══ Dataset extract

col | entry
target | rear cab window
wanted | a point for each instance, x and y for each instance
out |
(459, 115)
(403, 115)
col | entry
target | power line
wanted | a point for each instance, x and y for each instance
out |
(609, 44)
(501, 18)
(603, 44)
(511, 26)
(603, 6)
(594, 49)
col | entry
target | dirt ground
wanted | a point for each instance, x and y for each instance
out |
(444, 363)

════

Exercise> Please go through the data and copy each line containing the word "target".

Answer to the problem>
target | rear cab window
target | power line
target | dirt ground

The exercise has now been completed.